● **Exercise**
Copy the entries below verbatim, from the line containing "of the person's" through the end of the entries, including both ends.

((

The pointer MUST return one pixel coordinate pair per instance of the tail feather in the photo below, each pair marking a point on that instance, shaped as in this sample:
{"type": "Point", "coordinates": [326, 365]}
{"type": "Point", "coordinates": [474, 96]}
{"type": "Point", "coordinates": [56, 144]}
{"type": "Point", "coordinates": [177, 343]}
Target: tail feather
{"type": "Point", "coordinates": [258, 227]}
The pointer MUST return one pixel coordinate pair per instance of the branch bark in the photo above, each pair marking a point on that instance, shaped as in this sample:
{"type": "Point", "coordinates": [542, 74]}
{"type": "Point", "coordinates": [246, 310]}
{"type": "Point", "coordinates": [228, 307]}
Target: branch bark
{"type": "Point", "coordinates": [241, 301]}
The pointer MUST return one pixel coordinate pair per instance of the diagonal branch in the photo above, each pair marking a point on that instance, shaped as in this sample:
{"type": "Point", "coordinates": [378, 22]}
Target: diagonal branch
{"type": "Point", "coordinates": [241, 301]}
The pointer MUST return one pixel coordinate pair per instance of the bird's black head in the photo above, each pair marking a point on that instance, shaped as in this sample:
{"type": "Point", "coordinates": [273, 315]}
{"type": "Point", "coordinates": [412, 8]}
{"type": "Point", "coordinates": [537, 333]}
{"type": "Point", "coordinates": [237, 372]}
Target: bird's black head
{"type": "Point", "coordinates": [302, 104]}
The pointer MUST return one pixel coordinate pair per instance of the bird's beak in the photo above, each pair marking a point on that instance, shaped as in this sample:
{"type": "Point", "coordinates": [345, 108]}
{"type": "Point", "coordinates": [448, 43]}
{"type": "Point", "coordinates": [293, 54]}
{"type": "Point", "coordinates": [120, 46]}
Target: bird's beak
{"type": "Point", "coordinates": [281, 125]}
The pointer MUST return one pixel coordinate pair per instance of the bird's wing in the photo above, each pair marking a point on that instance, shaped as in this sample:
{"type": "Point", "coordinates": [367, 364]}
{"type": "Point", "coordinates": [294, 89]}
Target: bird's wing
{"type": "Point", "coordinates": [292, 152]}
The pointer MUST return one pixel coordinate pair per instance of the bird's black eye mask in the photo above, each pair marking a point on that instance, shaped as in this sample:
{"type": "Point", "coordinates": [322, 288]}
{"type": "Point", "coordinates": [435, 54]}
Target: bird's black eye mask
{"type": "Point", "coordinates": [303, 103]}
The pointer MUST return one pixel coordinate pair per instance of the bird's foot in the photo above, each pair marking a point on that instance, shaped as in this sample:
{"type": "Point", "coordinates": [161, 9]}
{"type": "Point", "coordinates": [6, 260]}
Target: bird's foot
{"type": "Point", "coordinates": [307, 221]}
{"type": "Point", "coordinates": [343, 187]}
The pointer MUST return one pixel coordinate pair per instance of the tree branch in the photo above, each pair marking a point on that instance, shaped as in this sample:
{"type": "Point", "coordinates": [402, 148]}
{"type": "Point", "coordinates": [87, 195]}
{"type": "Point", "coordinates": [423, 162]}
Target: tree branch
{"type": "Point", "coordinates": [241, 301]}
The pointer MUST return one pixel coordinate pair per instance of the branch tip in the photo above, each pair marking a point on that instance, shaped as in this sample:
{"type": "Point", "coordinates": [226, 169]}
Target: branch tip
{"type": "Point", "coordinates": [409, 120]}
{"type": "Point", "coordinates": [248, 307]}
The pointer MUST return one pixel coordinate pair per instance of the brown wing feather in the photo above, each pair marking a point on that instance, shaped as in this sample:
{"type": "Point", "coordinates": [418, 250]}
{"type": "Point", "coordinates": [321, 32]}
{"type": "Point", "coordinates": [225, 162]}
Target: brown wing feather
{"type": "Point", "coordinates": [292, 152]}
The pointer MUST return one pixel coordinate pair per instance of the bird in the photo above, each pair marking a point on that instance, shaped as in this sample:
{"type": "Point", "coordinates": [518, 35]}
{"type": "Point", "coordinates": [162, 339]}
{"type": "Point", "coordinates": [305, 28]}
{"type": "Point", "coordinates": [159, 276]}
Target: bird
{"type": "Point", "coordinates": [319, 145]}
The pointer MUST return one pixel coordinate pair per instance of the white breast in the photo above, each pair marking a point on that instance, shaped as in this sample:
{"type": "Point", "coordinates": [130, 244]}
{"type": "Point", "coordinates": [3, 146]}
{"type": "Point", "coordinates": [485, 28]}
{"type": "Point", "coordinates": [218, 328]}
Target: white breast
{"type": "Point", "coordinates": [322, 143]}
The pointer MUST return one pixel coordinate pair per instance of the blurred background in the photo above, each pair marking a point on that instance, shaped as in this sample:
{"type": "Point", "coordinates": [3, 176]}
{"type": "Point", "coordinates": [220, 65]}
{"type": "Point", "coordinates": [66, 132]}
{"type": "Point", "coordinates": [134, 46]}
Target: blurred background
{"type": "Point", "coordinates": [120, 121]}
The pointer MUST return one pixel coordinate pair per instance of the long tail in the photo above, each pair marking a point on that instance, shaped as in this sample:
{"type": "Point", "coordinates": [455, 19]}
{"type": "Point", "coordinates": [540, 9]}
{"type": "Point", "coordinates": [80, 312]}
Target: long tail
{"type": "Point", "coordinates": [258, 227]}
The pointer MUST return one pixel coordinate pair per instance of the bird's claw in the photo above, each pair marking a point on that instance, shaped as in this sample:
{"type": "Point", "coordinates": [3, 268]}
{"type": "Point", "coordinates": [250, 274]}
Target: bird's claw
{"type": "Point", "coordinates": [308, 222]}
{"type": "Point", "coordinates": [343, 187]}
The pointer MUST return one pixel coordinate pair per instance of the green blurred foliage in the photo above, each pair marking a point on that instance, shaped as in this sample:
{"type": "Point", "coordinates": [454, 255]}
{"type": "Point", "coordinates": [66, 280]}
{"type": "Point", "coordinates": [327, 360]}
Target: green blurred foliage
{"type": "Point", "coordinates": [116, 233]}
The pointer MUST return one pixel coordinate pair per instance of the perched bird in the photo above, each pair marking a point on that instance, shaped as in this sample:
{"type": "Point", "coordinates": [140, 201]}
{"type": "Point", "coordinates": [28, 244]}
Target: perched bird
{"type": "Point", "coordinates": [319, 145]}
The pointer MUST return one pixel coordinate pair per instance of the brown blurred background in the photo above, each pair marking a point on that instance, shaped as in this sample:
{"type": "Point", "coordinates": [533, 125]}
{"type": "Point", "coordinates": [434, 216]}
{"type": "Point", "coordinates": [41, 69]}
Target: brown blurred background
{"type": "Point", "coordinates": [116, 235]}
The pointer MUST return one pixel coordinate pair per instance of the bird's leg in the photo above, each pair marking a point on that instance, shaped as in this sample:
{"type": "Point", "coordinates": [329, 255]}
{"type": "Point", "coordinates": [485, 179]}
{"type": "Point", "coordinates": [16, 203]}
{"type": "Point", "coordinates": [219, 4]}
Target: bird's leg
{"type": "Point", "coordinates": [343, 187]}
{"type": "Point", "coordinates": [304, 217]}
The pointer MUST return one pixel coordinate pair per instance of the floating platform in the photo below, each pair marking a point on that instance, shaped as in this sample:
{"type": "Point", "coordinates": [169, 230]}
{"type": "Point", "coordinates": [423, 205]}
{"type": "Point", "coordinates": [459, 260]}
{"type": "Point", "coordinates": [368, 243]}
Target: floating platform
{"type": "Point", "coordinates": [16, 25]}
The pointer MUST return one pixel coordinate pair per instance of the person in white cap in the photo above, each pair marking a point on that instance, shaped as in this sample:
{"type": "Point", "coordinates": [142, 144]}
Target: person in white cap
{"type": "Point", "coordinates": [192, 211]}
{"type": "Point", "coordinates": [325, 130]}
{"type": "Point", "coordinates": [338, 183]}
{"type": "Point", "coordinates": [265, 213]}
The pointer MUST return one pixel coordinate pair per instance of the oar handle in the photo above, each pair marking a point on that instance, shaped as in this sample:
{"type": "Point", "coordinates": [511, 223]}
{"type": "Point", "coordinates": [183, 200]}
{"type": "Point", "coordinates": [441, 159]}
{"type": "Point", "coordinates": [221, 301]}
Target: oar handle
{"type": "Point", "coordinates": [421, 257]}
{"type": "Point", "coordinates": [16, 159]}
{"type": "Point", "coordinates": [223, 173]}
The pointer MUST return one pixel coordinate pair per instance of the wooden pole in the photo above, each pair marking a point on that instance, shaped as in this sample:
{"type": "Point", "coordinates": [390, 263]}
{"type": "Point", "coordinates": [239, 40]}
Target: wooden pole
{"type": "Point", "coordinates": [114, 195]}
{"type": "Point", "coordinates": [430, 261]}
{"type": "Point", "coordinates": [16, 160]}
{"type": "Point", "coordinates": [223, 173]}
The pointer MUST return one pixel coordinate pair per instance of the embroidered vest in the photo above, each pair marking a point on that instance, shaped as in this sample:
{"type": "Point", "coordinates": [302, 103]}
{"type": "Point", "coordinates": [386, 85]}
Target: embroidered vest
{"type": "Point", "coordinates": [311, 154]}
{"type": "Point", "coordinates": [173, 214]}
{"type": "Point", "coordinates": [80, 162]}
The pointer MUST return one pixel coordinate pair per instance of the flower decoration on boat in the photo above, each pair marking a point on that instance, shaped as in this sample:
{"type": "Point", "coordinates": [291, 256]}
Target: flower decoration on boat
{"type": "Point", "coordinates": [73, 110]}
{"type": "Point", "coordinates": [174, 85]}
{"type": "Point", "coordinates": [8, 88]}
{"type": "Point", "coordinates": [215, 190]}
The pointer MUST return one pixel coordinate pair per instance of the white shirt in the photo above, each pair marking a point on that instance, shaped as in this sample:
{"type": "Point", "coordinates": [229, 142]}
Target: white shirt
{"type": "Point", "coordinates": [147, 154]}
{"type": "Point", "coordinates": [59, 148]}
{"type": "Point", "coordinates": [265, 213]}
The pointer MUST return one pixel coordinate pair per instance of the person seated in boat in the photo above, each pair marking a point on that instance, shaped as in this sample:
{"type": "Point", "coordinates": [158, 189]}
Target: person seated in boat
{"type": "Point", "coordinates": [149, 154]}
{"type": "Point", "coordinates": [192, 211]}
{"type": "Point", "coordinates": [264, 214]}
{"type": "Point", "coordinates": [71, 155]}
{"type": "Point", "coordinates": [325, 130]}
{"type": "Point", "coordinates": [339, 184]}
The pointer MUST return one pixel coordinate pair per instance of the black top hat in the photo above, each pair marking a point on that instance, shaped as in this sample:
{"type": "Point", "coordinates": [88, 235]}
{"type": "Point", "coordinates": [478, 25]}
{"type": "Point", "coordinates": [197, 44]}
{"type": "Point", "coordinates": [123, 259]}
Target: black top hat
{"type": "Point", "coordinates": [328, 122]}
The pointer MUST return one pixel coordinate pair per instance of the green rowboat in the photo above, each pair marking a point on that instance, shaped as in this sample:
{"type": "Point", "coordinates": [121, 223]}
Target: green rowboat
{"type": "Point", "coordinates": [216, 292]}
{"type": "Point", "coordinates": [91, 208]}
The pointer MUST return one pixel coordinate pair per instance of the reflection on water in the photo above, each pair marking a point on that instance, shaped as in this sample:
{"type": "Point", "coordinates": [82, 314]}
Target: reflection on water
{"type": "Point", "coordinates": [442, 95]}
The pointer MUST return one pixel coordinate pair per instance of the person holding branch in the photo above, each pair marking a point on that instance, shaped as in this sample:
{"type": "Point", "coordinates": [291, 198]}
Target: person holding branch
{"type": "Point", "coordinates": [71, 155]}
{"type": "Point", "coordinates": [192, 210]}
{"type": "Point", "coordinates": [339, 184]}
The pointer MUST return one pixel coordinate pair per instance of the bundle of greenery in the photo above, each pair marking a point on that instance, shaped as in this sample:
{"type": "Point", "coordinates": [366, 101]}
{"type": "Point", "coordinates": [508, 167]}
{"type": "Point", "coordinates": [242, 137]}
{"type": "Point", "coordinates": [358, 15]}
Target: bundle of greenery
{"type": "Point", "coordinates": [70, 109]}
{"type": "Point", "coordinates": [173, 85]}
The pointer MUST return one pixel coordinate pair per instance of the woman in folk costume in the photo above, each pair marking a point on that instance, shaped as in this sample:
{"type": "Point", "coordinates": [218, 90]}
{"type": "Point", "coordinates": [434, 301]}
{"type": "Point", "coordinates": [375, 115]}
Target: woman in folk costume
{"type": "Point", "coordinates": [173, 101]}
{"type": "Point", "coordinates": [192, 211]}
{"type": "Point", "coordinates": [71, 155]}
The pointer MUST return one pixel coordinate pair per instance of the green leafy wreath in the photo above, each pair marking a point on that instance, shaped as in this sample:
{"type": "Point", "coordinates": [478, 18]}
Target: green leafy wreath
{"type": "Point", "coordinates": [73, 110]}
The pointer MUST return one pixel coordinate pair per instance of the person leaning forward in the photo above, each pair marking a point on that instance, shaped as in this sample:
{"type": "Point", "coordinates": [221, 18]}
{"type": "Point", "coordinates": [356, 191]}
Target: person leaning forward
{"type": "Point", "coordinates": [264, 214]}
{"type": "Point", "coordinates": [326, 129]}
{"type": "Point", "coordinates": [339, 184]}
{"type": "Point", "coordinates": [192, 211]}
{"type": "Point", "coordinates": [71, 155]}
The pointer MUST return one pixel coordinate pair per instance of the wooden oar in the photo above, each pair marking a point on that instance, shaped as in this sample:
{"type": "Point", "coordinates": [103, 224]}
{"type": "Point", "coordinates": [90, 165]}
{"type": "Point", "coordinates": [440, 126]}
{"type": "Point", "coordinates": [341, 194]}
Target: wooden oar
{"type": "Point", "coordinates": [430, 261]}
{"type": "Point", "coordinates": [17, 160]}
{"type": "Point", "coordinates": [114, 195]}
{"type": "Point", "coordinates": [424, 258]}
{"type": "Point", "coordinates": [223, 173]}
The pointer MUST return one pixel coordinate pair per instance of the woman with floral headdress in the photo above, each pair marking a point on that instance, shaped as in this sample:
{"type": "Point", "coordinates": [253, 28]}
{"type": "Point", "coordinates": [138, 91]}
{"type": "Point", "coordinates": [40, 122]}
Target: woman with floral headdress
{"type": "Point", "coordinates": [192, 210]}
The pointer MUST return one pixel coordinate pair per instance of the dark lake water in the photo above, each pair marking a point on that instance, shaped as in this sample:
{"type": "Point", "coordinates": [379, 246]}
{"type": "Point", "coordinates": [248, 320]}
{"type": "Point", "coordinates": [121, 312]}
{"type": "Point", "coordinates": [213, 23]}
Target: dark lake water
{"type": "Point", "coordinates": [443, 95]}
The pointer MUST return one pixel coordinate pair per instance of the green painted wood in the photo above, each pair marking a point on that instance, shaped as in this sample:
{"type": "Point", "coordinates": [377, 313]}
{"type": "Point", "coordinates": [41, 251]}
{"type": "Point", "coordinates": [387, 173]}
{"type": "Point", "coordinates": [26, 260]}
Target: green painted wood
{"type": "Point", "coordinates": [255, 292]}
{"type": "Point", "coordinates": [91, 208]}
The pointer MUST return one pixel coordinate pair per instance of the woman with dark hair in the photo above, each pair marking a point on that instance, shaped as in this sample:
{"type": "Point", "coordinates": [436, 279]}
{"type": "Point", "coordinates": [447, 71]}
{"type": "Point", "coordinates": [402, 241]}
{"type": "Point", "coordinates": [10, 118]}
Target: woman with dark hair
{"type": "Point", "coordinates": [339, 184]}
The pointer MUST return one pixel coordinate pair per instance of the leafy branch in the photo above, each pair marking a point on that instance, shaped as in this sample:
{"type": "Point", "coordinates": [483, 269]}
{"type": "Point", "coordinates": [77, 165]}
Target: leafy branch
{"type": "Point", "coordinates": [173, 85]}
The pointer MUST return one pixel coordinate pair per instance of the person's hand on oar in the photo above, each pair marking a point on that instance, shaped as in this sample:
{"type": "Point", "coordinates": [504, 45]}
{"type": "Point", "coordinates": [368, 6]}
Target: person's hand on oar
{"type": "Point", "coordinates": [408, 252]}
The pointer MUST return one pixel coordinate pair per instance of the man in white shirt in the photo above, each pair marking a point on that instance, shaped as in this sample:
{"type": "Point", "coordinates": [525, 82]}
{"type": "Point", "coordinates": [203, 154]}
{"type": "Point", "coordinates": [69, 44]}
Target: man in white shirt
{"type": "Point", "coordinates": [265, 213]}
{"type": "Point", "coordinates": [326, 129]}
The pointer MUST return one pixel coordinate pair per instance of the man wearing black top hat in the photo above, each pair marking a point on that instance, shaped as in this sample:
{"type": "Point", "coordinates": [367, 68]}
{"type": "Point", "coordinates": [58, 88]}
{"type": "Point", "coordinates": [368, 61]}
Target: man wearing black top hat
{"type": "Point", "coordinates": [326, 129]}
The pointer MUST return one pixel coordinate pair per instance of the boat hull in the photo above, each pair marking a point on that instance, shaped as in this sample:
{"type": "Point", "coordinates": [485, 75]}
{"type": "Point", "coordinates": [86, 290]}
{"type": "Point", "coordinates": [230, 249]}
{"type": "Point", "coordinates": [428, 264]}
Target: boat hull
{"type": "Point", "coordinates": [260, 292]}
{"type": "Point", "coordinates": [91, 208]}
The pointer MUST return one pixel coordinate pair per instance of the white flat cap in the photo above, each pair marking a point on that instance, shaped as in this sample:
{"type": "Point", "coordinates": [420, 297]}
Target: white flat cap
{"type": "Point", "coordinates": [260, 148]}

))

● **Response to the task**
The pointer MUST return one pixel coordinate pair per instance of the person's hand on oar in the photo above, each pair marking a point on that instance, shaped as in this sample:
{"type": "Point", "coordinates": [504, 45]}
{"type": "Point", "coordinates": [368, 6]}
Target: person's hand on oar
{"type": "Point", "coordinates": [408, 252]}
The pointer MUST return one pixel coordinate pair per instance of the man in white shirt in the photo above, each pair marking a point on that instance, shaped as in this sample:
{"type": "Point", "coordinates": [525, 82]}
{"type": "Point", "coordinates": [203, 154]}
{"type": "Point", "coordinates": [69, 44]}
Target: man in white shirt
{"type": "Point", "coordinates": [265, 213]}
{"type": "Point", "coordinates": [326, 129]}
The pointer MUST return one pixel coordinate pair per instance of the man wearing black top hat in the photo above, each pair marking a point on that instance, shaped as in this sample:
{"type": "Point", "coordinates": [367, 68]}
{"type": "Point", "coordinates": [58, 88]}
{"type": "Point", "coordinates": [368, 61]}
Target: man wearing black top hat
{"type": "Point", "coordinates": [326, 129]}
The pointer MUST return one pixel coordinate pair per instance of the boat hull in the photo above, each pair marking a point on that instance, shaped as in this sample:
{"type": "Point", "coordinates": [485, 75]}
{"type": "Point", "coordinates": [86, 290]}
{"type": "Point", "coordinates": [230, 249]}
{"type": "Point", "coordinates": [428, 264]}
Target: boat hull
{"type": "Point", "coordinates": [260, 292]}
{"type": "Point", "coordinates": [91, 208]}
The pointer MUST return one pixel coordinate pair per instance of the white flat cap in the photo above, each pair marking a point on that instance, shaped as in this sample:
{"type": "Point", "coordinates": [420, 297]}
Target: white flat cap
{"type": "Point", "coordinates": [260, 148]}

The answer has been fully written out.